What you give back must match the data below character for character.

Data to use
..............................

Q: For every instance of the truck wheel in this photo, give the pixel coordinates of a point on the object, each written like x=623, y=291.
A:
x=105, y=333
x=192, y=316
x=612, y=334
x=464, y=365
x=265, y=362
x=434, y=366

..............................

Written reply
Q: For every instance of the truck wheel in this photo, give the pixel coordinates of a point on the object, each written like x=623, y=291.
A:
x=105, y=333
x=192, y=316
x=612, y=334
x=464, y=365
x=265, y=362
x=434, y=366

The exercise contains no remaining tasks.